GOAL OF THE EXERCISE: When you reach the line containing "indicate the tile", include it and stop; until then, return each line of the material exactly, starting with the first.

DATA FOR PROCESSING:
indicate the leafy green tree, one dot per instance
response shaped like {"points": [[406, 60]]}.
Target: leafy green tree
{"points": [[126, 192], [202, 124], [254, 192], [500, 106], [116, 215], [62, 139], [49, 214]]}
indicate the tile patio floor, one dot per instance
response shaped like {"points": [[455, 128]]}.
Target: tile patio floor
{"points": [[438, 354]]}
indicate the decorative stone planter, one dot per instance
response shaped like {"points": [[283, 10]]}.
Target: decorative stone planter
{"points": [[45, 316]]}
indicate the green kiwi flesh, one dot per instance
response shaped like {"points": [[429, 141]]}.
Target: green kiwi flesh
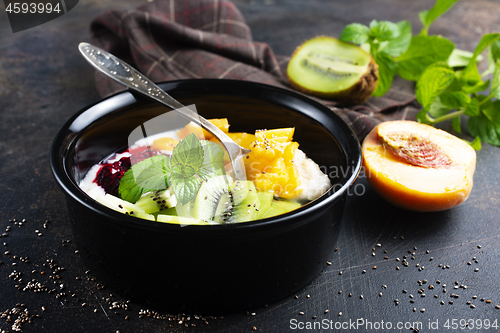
{"points": [[329, 68], [240, 204], [209, 196], [279, 207], [155, 201]]}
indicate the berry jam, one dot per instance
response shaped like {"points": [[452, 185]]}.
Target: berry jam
{"points": [[110, 174]]}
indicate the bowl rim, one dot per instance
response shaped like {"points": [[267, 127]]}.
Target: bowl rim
{"points": [[69, 187]]}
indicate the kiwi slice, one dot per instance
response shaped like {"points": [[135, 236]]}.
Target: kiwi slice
{"points": [[155, 201], [241, 204], [179, 220], [208, 197], [329, 68], [279, 207], [123, 206], [266, 199]]}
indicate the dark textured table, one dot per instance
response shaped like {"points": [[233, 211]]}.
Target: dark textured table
{"points": [[453, 271]]}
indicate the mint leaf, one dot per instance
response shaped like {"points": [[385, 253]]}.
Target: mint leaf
{"points": [[435, 79], [154, 176], [472, 109], [493, 56], [188, 152], [185, 189], [398, 45], [128, 189], [455, 100], [427, 17], [355, 33], [384, 30], [422, 52], [213, 161], [495, 83], [437, 108], [476, 143], [386, 71], [455, 123], [461, 58], [470, 77]]}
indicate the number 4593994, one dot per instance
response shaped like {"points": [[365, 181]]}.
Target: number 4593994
{"points": [[32, 8], [472, 324]]}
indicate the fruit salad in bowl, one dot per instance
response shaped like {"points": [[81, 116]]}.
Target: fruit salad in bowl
{"points": [[280, 177], [190, 252]]}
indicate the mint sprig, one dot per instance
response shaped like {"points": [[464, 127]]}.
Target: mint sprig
{"points": [[191, 163], [447, 94], [449, 84]]}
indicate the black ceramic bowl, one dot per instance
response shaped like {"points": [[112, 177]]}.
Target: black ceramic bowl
{"points": [[207, 268]]}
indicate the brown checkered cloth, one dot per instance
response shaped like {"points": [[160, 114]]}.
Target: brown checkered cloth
{"points": [[170, 40]]}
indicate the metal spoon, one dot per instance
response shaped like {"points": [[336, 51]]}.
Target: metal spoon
{"points": [[125, 74]]}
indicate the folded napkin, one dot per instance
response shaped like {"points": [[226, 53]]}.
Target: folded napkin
{"points": [[170, 40]]}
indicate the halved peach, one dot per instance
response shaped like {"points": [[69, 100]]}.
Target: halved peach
{"points": [[418, 167]]}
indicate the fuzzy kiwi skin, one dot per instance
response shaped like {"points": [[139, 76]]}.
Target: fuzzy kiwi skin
{"points": [[354, 95]]}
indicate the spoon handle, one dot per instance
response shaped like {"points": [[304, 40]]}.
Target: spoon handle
{"points": [[125, 74]]}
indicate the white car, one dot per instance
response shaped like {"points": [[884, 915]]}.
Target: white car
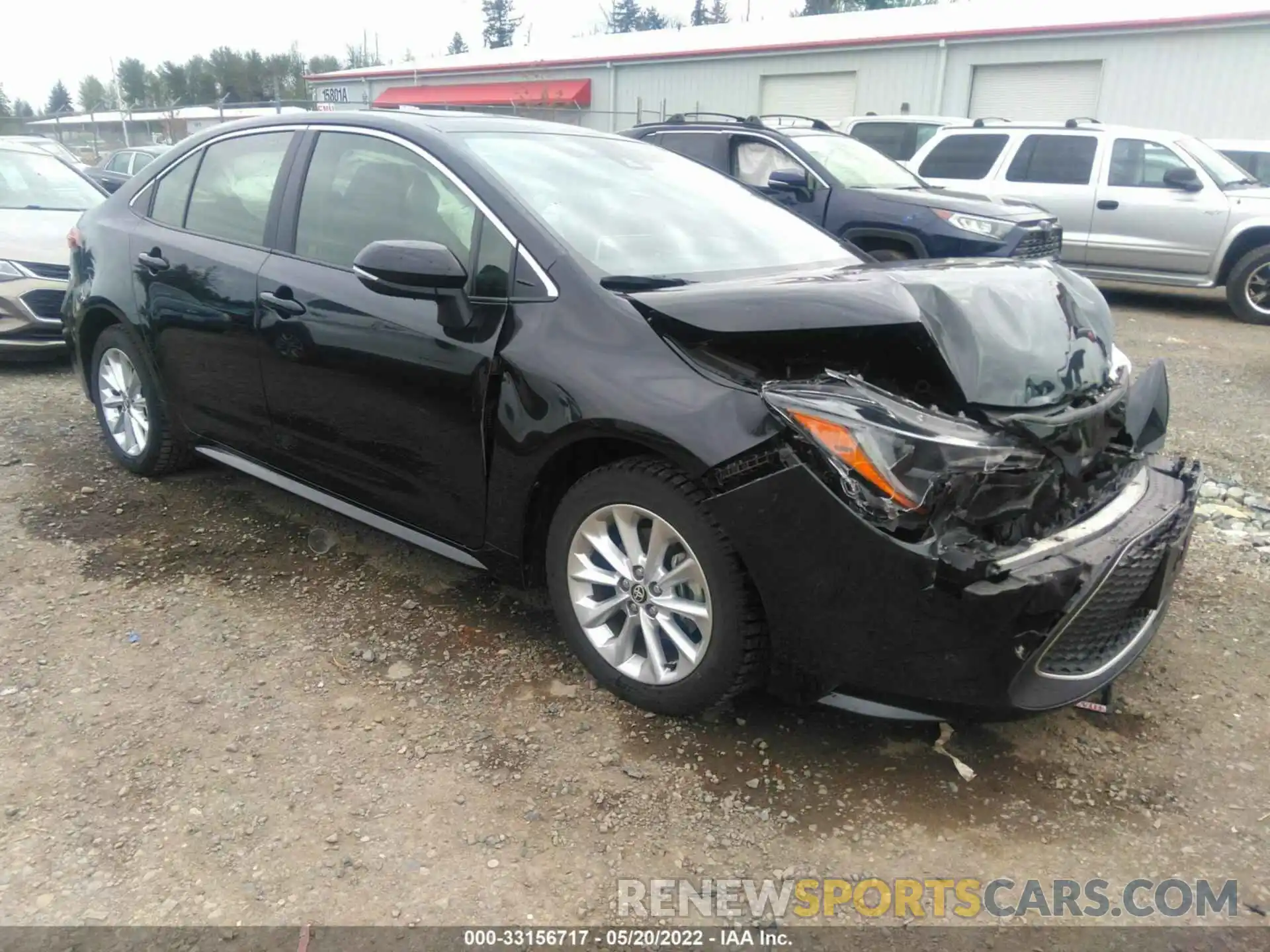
{"points": [[41, 200], [1250, 154], [897, 136], [1136, 205]]}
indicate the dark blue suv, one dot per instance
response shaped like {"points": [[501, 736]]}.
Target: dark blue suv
{"points": [[854, 190]]}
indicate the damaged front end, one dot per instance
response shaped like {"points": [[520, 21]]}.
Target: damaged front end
{"points": [[969, 510]]}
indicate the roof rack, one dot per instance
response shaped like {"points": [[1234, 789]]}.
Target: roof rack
{"points": [[816, 124], [730, 117]]}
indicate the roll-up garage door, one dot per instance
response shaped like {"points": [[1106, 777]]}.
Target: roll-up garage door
{"points": [[1037, 91], [822, 95]]}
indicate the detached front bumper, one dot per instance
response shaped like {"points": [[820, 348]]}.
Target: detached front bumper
{"points": [[31, 319], [854, 611]]}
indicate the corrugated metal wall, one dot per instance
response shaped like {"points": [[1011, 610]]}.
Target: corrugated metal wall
{"points": [[884, 80], [1210, 83]]}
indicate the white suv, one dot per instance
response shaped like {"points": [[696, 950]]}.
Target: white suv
{"points": [[1136, 205]]}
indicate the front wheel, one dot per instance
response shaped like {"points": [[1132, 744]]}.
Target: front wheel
{"points": [[1248, 288], [651, 594]]}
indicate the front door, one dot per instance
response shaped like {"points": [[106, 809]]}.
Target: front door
{"points": [[371, 397], [196, 258], [1143, 223], [753, 160]]}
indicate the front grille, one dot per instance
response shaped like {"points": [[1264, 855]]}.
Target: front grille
{"points": [[45, 302], [1040, 243], [54, 272], [1105, 625]]}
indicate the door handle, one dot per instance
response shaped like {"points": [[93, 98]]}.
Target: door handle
{"points": [[284, 306]]}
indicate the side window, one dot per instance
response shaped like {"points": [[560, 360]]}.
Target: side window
{"points": [[755, 161], [1060, 160], [361, 190], [1138, 163], [172, 193], [887, 138], [493, 273], [966, 157], [698, 146], [234, 187]]}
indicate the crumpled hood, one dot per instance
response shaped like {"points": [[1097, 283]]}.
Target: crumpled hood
{"points": [[1014, 334], [36, 235]]}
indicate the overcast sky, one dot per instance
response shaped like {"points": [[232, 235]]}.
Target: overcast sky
{"points": [[34, 52]]}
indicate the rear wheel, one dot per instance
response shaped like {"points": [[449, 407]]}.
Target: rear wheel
{"points": [[1248, 288], [651, 594], [131, 408]]}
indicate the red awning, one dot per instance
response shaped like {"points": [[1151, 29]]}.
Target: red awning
{"points": [[550, 93]]}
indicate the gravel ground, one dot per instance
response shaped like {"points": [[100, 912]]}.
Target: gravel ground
{"points": [[202, 721]]}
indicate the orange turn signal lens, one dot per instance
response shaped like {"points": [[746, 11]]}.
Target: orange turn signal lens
{"points": [[840, 442]]}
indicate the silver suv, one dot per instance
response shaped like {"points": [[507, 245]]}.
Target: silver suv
{"points": [[1136, 205]]}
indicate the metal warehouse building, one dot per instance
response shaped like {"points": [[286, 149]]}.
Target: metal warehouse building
{"points": [[1205, 70]]}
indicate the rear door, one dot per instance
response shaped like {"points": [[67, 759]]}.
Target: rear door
{"points": [[196, 257], [1142, 223], [753, 159], [371, 397], [1056, 171]]}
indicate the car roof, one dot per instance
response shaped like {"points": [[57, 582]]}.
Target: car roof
{"points": [[999, 126], [907, 117], [9, 145], [444, 121], [1241, 145]]}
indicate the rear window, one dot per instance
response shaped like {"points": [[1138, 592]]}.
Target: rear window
{"points": [[964, 157], [1060, 160], [887, 138]]}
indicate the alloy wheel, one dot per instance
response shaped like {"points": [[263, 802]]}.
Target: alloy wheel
{"points": [[639, 594], [1259, 288], [124, 404]]}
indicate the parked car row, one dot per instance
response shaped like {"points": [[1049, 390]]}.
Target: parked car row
{"points": [[737, 451]]}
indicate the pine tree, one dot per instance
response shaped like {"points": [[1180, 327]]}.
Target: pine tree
{"points": [[59, 99], [651, 19], [499, 23]]}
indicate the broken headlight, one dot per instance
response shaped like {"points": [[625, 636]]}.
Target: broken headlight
{"points": [[896, 459]]}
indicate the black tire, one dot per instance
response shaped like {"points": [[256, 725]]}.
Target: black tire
{"points": [[1238, 287], [736, 658], [165, 451], [890, 254]]}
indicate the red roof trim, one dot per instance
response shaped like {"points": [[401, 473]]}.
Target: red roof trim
{"points": [[792, 48], [545, 93]]}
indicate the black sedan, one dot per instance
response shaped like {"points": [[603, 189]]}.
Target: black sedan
{"points": [[736, 451], [116, 168]]}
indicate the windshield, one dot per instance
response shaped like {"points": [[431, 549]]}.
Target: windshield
{"points": [[630, 208], [853, 163], [38, 180], [1222, 171], [58, 149]]}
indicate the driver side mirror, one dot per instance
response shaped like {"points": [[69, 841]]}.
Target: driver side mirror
{"points": [[419, 270], [1183, 178], [789, 180]]}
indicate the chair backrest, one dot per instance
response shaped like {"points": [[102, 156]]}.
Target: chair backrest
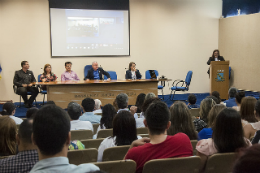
{"points": [[176, 165], [81, 134], [82, 156], [115, 153], [86, 69], [126, 166], [104, 133], [112, 74], [221, 162], [188, 78], [148, 75], [142, 130], [92, 143]]}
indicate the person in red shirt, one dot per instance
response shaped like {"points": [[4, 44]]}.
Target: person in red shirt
{"points": [[159, 145]]}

TASK ANSWER:
indicate the leafy green tree, one dot per instance
response shaped like {"points": [[406, 60]]}.
Target: leafy green tree
{"points": [[126, 192], [202, 124], [254, 192], [500, 106], [116, 215], [62, 139], [49, 214]]}
indicate the tile patio floor, one dot per instance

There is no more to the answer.